[[ SOURCE EXTRACT, beginning ]]

Purdue University Partner
SCN is important in Indiana because:
- Indiana grows 5.9 million acres of soybean annually.
- SCN has been reported in at least 89 of the 91 Indiana counties with an estimated of 45% of the fields infested.
- A 50% yield loss is possible in highly infested fields.
SCN Management Recommendations
There are multiple tactics for managing SCN:
- SCN symptoms can easily be confused with other problems such as nutrient deficiencies, herbicide injury, other diseases, poor drainage, etc.
- Oblong areas of stunted, yellowed plants is suggestive of SCN damage.
- Infected plants generally have poorly developed roots and few nodules.
- Scout/sample field to determine those that are infested with SCN and population number.
- Rotation with non-host crop is the simplest and least expensive method to reduce SCN population.
- SCN resistant varieties are available and should be used in a management program.

[[ SOURCE EXTRACT, end ]]

*PROBLEMS TO SOLVE*:
- a) Summarize the text on SCN in Indiana in two sentences.
- b) Answer these questions from the text on SCN in Indiana.
(i) How many acres of soybean does Indiana grow annually?
(ii) What kind of area in a field is suggestive of SCN damage?
(iii) Which method does the text call the simplest and least expensive way to reduce SCN population?
- c) Write the next part of the text on SCN in Indiana, picking up after its last recommendation.

[[ PROVIDED DATA, beginning ]]

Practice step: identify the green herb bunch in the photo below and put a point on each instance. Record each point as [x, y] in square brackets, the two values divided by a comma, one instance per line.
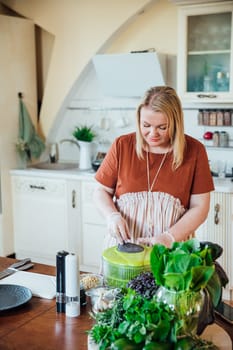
[191, 266]
[185, 267]
[137, 321]
[84, 133]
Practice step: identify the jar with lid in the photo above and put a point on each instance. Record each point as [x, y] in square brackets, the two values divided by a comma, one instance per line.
[216, 139]
[223, 139]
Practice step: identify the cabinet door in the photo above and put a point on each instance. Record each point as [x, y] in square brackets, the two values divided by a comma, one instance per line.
[218, 228]
[40, 218]
[205, 58]
[93, 230]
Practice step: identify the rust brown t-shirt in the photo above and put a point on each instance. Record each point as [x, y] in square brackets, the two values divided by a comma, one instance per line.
[123, 171]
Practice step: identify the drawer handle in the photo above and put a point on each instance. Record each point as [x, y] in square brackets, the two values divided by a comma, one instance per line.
[216, 216]
[206, 95]
[35, 187]
[73, 199]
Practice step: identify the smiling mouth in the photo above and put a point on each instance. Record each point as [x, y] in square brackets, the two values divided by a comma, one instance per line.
[154, 140]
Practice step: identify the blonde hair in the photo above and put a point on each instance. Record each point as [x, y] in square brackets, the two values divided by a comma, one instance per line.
[164, 99]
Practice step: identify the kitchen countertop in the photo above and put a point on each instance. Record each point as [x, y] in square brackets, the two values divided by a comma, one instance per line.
[224, 185]
[37, 325]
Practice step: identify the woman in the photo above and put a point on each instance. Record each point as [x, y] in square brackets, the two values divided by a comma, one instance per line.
[154, 185]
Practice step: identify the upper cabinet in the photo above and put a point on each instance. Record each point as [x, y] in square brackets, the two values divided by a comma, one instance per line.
[205, 53]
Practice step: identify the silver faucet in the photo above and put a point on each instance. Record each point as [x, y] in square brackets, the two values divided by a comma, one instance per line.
[71, 141]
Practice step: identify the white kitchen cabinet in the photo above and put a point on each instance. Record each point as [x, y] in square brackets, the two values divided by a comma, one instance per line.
[218, 228]
[46, 214]
[205, 53]
[94, 230]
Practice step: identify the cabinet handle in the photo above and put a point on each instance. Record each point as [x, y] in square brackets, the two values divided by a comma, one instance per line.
[73, 199]
[216, 216]
[35, 187]
[207, 95]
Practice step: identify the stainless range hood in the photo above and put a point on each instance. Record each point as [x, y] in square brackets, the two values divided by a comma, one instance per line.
[131, 74]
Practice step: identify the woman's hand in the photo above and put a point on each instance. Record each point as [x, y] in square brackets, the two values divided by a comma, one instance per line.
[118, 227]
[164, 238]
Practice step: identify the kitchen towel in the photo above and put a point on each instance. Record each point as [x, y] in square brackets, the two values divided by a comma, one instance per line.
[43, 286]
[29, 144]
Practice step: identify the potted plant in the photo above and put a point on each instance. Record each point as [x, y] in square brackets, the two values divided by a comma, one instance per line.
[84, 135]
[141, 321]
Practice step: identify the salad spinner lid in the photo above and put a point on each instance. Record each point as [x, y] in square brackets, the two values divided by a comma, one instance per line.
[114, 256]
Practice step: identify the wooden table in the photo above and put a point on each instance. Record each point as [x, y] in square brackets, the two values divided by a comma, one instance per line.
[37, 326]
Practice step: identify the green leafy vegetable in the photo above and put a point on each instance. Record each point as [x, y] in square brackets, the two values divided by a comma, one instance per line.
[185, 266]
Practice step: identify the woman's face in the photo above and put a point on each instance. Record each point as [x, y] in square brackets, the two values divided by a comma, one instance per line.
[154, 129]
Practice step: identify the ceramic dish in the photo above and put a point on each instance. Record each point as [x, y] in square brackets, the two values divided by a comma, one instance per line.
[12, 296]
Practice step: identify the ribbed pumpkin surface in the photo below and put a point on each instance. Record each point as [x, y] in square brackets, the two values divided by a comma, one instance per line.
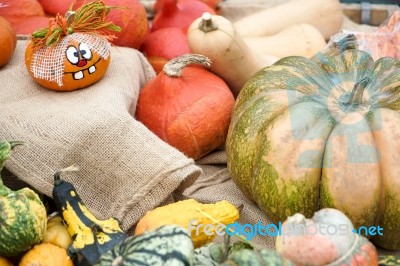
[321, 130]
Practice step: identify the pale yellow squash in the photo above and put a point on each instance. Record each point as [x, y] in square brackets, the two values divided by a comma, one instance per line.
[325, 15]
[232, 60]
[298, 39]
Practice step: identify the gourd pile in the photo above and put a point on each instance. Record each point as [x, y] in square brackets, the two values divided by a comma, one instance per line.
[309, 124]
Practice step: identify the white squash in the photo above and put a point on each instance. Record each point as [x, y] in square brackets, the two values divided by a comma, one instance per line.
[325, 15]
[215, 37]
[298, 39]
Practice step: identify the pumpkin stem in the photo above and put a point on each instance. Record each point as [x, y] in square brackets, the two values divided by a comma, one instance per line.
[57, 175]
[175, 66]
[89, 18]
[206, 24]
[356, 95]
[5, 151]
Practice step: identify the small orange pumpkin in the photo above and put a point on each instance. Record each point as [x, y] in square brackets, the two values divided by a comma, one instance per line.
[77, 62]
[78, 57]
[46, 254]
[8, 41]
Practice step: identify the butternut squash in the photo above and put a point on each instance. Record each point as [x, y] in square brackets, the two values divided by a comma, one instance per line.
[215, 37]
[325, 15]
[298, 39]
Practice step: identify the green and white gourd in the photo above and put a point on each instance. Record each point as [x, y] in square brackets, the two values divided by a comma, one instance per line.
[169, 245]
[23, 217]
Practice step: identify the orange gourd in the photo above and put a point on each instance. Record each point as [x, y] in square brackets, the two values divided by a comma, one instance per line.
[8, 41]
[75, 58]
[187, 106]
[20, 8]
[46, 254]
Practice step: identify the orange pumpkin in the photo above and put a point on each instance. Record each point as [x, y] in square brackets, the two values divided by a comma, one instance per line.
[78, 61]
[25, 26]
[8, 41]
[187, 106]
[20, 8]
[71, 53]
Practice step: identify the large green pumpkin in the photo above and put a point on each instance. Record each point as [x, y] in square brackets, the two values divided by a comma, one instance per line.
[23, 218]
[322, 132]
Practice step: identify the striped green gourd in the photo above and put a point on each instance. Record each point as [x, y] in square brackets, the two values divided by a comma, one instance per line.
[322, 132]
[23, 216]
[168, 245]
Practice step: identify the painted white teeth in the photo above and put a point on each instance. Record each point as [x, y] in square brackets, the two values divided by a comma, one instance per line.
[92, 69]
[78, 75]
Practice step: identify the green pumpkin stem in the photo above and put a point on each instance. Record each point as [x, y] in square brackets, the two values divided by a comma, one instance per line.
[175, 66]
[358, 92]
[89, 18]
[206, 24]
[57, 175]
[5, 151]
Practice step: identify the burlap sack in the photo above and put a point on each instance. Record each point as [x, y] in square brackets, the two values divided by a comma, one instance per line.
[125, 170]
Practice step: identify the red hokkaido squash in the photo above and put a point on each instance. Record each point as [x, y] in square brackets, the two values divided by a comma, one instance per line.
[158, 49]
[8, 41]
[26, 26]
[187, 106]
[21, 8]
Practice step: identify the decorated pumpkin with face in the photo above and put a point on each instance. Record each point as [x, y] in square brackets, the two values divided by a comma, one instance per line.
[76, 62]
[73, 52]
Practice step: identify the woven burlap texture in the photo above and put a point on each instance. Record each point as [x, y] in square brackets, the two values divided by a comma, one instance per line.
[125, 170]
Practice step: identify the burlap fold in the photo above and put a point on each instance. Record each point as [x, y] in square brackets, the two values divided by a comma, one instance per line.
[125, 170]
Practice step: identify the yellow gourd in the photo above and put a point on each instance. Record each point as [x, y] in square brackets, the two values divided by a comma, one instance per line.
[298, 39]
[202, 220]
[46, 254]
[325, 15]
[56, 233]
[232, 60]
[5, 262]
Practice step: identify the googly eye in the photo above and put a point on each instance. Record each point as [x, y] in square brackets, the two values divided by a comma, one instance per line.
[85, 51]
[72, 55]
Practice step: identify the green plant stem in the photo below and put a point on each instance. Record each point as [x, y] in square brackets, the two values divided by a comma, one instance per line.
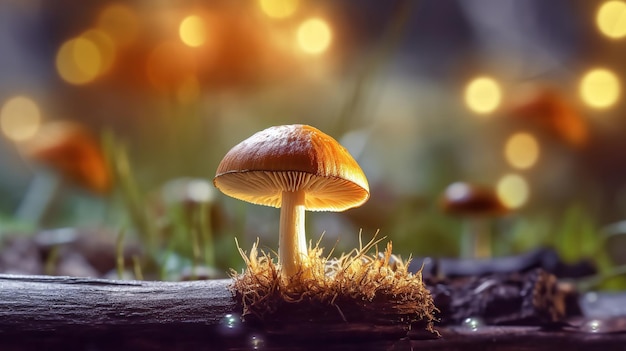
[119, 251]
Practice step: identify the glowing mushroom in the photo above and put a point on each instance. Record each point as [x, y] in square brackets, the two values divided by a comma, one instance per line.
[73, 155]
[297, 168]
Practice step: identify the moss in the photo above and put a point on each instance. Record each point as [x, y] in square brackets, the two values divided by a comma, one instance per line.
[363, 286]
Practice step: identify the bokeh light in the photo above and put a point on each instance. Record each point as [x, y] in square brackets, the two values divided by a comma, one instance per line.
[20, 118]
[600, 88]
[513, 190]
[483, 95]
[314, 36]
[120, 22]
[192, 31]
[279, 8]
[611, 19]
[79, 61]
[521, 150]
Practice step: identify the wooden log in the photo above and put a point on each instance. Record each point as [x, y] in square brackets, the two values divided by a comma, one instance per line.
[82, 311]
[42, 312]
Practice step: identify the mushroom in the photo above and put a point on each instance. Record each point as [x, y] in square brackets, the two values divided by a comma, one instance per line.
[475, 203]
[297, 168]
[73, 154]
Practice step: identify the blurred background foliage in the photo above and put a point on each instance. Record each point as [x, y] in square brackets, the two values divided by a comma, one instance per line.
[523, 97]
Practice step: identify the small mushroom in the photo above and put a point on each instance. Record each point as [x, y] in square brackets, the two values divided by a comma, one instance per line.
[475, 203]
[297, 168]
[70, 153]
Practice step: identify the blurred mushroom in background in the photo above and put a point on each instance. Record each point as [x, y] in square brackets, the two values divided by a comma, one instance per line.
[476, 205]
[61, 152]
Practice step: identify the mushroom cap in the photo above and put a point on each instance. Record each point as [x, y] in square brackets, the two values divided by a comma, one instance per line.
[462, 198]
[73, 151]
[290, 158]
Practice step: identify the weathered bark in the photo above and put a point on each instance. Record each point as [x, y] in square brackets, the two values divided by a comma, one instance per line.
[82, 311]
[41, 312]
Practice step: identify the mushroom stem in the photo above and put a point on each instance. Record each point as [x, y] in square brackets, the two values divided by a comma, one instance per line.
[292, 241]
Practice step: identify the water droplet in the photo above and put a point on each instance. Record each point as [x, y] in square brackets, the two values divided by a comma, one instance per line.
[231, 325]
[591, 297]
[592, 326]
[473, 323]
[256, 342]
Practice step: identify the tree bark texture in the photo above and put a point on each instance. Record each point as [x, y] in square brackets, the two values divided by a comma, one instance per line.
[42, 312]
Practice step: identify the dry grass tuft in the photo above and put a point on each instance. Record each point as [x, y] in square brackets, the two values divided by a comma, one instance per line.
[363, 286]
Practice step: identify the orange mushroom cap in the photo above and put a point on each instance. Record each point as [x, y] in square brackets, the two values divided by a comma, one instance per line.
[290, 158]
[73, 151]
[462, 198]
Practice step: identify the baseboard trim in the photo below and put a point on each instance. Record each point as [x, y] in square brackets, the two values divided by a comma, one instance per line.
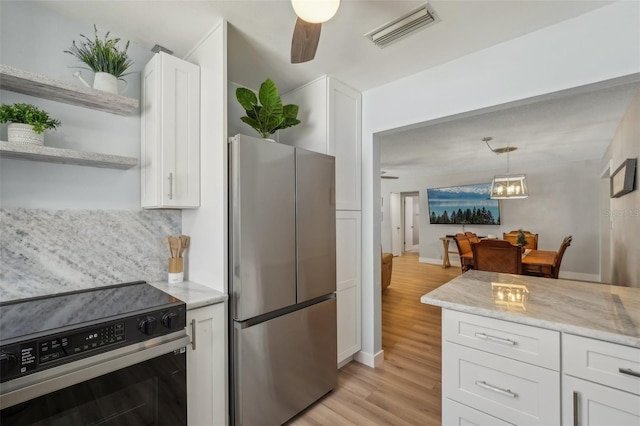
[578, 276]
[370, 360]
[345, 361]
[433, 261]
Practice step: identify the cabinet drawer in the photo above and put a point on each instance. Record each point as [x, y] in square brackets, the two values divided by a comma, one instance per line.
[510, 390]
[588, 404]
[606, 363]
[521, 342]
[454, 413]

[[ PROVIDED DATA, end ]]

*RESPONSES FOR EACH TASK*:
- a) SCN matters in Indiana because the state grows 5.9 million acres of soybean annually, SCN has been reported in at least 89 of its 91 counties with an estimated 45% of fields infested, and highly infested fields can suffer a 50% yield loss. Its symptoms can be confused with other problems, so fields should be scouted and sampled, and rotation with a non-host crop and the use of SCN resistant varieties are recommended for management.

- b)
(i) 5.9 million acres.
(ii) Oblong areas of stunted, yellowed plants.
(iii) Rotation with a non-host crop.

- c)
What you should know about soil testing for SCN:
- Where in the field: Collect soil samples from high-risk areas or problem areas such as low yielding, prone to flooding, low area, high traffic. If you do not have a problem area collect soil from the entire field using a zigzag pattern
- When: Fall in non-host crop or soybean stubble, spring before a soybean crop, during season in the soybean crop root zone
- How often: At least before planting a second crop of soybean
- Where should soil test samples be sent? Samples will need to be sent to the lab of your choice, unfortunately the Purdue University Nematology Laboratory closed as of June 2018
What to know about rotating different resistant varieties:
- Different soybean varieties with the same sources of resistance will vary in yield and SCN control
- Look for high yield and strong SCN nematode suppression
What to know about rotating different sources of resistance:
- Grow soybean varieties with different sources of SCN resistance to help minimize buildup of nematodes with resistance
- Rotate resistant sources just like you would rotate herbicide and/or fungicide mode of action
What to know about rotating to non-host crops:
- Rotating to non-host crop is the simplest and least expensive method to reduce the SCN population
- Non-host crops include alfalfa, barley, corn, crown vetch, Ladino clover, oat, pea, sorghum, and wheat
- Purple deadnettle, henbit, and common mullen are hosts to SCN – a weed-free non-host crop can reduce the SCN population as much as 55%
- It may take three or more years to reduce sub-economic levels depending on the initial population
What you should know about nematode-protectant seed treatments:
- There are a number of seed treatments available from many companies.
- Seed treatments may provide early season protection but should be used in conjunction with SCN resistance.